== TESTO
Elezioni a Tbilisi, risveglio nell’incubo georgiano

Una parte di Georgia è scesa in strada contro Sogno Georgiano, il partito vincitore delle elezioni dello scorso 26 ottobre: una protesta nata per i dubbi sulla legittimità del voto; sfociata in moti insurrezionali per la decisione del nuovo parlamento di sospendere il processo di adesione all’Unione Europea, almeno fino al 2028. Se le piazze sono colme di cittadini, sono invece vuoti i settori delle opposizioni nel parlamento di Tbilisi: rifiutano il nuovo assetto, contestando brogli e intimidazioni ai seggi, e pretendono nuove elezioni. Una richiesta avanzata anche dalla Presidente Salomé Zourabichvili, ormai agli sgoccioli del suo mandato, ma convinta a non lasciare il posto: si proclama vera garante delle istituzioni della Georgia.
====
▶ **I TUOI COMPITI**
- A) Nel testo sulle elezioni in Georgia, fino a quale anno il nuovo parlamento ha deciso di sospendere il processo di adesione all'Unione Europea?
- B) Restituisci senza modifiche la parte del testo sulle elezioni in Georgia compresa tra "Elezioni a Tbilisi, risveglio" e "istituzioni della Georgia.", estremi inclusi.
== DATI MOSTRATI
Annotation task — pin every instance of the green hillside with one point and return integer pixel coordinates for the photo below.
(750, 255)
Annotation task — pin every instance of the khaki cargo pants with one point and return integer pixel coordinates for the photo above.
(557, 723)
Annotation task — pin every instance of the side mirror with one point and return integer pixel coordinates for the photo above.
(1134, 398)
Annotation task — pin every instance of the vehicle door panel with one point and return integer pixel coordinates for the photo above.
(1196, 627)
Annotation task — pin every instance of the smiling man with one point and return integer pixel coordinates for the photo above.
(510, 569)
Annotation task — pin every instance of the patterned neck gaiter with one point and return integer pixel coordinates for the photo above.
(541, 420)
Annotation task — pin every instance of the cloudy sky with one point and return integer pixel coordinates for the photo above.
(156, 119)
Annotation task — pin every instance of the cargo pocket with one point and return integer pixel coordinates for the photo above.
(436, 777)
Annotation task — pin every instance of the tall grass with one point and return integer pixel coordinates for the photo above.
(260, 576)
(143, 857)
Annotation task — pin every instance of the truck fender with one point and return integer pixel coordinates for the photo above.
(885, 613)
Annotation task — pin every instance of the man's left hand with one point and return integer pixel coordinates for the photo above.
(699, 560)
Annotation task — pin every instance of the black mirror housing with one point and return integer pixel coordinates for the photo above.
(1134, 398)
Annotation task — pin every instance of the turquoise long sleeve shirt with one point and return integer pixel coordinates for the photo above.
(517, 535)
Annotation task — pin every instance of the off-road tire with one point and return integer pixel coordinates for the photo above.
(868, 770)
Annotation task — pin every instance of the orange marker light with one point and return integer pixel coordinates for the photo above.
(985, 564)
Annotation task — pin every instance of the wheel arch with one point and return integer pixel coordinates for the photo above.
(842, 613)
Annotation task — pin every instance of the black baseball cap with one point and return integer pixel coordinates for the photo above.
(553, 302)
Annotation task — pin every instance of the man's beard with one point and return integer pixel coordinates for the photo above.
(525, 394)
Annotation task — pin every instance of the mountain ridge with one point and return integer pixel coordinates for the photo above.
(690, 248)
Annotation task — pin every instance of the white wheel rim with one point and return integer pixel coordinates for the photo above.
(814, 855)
====
▶ **RISPOSTE IN ORDINE**
- A) Almeno fino al 2028.

- B)
Elezioni a Tbilisi, risveglio nell’incubo georgiano

Una parte di Georgia è scesa in strada contro Sogno Georgiano, il partito vincitore delle elezioni dello scorso 26 ottobre: una protesta nata per i dubbi sulla legittimità del voto; sfociata in moti insurrezionali per la decisione del nuovo parlamento di sospendere il processo di adesione all’Unione Europea, almeno fino al 2028. Se le piazze sono colme di cittadini, sono invece vuoti i settori delle opposizioni nel parlamento di Tbilisi: rifiutano il nuovo assetto, contestando brogli e intimidazioni ai seggi, e pretendono nuove elezioni. Una richiesta avanzata anche dalla Presidente Salomé Zourabichvili, ormai agli sgoccioli del suo mandato, ma convinta a non lasciare il posto: si proclama vera garante delle istituzioni della Georgia.